§ BRIEF
Find the string "negative" in the records and copy each line where it occurs.

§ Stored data
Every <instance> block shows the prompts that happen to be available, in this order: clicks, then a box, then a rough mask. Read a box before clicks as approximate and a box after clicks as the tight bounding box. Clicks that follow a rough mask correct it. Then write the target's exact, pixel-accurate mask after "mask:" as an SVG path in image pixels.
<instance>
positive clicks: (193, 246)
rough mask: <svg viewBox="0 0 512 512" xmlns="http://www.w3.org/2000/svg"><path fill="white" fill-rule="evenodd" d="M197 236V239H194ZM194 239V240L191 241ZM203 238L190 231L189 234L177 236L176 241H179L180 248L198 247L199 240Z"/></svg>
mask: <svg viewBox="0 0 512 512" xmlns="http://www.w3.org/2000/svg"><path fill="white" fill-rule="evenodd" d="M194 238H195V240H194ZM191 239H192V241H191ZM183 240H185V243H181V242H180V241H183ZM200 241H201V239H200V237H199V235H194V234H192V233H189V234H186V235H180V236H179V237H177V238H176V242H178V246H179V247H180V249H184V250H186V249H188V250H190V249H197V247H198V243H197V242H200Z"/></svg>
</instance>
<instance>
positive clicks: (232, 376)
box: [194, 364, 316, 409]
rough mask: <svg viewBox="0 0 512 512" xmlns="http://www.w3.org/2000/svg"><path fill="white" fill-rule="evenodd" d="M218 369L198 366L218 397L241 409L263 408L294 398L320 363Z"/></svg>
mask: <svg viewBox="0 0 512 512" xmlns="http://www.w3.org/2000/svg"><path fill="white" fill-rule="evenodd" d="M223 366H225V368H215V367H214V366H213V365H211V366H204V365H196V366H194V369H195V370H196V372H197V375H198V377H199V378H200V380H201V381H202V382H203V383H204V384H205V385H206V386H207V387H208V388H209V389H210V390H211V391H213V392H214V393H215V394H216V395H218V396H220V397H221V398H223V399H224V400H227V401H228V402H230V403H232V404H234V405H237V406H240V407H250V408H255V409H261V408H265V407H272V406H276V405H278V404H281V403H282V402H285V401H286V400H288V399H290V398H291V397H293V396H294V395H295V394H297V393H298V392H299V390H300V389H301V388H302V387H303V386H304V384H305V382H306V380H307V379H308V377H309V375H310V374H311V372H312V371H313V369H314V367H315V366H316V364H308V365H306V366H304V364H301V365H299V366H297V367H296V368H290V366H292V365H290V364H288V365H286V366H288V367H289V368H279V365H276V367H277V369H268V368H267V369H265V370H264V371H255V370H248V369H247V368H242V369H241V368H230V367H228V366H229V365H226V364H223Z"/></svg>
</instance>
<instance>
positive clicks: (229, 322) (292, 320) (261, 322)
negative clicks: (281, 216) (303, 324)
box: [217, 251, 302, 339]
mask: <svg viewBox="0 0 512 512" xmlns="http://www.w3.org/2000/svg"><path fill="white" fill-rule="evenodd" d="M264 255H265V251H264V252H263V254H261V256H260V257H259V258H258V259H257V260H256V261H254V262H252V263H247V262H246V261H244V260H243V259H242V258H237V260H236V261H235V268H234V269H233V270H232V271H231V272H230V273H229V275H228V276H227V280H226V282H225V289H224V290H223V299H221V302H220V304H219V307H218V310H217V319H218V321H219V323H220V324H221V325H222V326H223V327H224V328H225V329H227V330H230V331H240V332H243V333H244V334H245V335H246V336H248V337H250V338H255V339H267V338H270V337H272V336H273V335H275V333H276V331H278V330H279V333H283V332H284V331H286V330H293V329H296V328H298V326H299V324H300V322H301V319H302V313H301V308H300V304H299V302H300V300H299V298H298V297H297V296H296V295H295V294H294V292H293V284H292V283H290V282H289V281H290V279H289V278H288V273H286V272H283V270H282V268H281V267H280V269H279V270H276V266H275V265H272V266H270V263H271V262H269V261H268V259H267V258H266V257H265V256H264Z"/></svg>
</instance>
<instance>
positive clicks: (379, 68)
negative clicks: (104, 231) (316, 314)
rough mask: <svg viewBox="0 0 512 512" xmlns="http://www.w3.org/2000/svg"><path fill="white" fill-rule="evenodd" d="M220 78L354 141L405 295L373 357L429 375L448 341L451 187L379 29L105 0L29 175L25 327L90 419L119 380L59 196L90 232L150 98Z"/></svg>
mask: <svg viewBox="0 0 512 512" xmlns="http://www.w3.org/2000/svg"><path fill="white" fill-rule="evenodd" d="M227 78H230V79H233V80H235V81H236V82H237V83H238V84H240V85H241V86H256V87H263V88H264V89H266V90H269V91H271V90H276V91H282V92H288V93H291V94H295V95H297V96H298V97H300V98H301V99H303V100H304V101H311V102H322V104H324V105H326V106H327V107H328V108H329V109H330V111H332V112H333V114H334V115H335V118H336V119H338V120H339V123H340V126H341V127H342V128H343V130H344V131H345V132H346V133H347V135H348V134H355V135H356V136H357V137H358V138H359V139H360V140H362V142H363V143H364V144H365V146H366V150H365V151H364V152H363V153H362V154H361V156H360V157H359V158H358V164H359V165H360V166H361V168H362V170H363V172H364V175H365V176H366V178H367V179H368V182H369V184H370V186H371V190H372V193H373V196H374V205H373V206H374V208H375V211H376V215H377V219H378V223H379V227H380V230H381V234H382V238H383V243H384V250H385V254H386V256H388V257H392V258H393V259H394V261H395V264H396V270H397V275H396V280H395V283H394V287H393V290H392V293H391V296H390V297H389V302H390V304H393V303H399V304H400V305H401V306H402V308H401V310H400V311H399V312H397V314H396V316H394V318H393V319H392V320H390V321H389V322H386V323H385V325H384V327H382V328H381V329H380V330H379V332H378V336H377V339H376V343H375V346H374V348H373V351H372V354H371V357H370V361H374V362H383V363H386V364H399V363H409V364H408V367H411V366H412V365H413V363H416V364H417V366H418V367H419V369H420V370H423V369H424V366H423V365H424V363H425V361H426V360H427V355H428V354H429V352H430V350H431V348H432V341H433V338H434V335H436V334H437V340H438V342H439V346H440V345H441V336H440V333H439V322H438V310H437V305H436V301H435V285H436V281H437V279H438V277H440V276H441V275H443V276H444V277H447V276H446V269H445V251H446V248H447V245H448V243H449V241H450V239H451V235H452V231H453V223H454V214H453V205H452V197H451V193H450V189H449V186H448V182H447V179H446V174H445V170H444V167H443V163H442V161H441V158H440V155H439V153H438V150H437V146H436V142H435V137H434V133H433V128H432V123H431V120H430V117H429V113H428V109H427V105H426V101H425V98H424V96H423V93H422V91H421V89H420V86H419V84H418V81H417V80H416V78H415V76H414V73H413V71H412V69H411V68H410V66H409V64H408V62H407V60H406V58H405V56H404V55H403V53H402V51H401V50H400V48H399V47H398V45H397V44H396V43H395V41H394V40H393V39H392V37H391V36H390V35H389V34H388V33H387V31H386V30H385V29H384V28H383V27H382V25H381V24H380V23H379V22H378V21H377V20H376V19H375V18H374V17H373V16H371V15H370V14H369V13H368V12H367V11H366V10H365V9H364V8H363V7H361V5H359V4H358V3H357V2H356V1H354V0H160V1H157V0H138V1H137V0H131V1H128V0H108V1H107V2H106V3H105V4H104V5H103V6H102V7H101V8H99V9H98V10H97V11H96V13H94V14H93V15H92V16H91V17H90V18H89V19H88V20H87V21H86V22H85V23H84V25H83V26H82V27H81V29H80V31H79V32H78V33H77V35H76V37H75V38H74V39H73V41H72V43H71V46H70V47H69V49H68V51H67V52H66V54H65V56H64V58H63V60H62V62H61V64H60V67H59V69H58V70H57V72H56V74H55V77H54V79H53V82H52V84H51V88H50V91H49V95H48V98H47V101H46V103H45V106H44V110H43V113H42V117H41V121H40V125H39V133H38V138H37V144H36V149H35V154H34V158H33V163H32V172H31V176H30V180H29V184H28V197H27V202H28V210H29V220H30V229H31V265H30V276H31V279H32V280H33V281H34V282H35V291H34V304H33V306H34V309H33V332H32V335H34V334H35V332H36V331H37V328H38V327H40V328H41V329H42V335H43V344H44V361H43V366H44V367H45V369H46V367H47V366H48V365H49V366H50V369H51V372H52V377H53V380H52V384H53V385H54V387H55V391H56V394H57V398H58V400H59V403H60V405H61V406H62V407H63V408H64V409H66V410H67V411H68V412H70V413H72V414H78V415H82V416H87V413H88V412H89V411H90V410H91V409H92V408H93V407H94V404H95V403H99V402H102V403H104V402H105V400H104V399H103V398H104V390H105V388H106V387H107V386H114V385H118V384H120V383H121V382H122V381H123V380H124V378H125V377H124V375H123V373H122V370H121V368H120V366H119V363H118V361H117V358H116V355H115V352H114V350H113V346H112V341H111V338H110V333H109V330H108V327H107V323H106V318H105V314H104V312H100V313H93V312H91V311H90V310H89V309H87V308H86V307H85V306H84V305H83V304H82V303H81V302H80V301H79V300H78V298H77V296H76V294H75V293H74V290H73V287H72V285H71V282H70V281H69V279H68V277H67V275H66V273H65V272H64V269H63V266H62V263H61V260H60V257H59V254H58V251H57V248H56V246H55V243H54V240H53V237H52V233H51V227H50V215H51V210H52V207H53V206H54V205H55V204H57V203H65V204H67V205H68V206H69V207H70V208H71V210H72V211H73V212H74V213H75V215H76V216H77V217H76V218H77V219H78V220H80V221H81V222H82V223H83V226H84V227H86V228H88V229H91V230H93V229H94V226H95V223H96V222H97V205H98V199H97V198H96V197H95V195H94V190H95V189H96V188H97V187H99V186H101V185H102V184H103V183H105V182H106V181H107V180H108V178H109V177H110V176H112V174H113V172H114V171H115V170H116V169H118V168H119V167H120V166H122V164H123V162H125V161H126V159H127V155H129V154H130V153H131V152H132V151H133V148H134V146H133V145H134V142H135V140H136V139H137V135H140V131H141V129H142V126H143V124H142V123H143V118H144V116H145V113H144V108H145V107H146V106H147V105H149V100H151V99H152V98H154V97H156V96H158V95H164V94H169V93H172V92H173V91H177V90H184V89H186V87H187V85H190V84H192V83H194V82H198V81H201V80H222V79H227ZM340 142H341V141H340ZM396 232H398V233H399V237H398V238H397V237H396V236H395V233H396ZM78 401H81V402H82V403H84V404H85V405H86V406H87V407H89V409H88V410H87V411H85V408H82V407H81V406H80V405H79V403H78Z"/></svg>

§ SOLVED PROBLEM
negative clicks: (281, 216) (303, 324)
negative clicks: (104, 231) (316, 314)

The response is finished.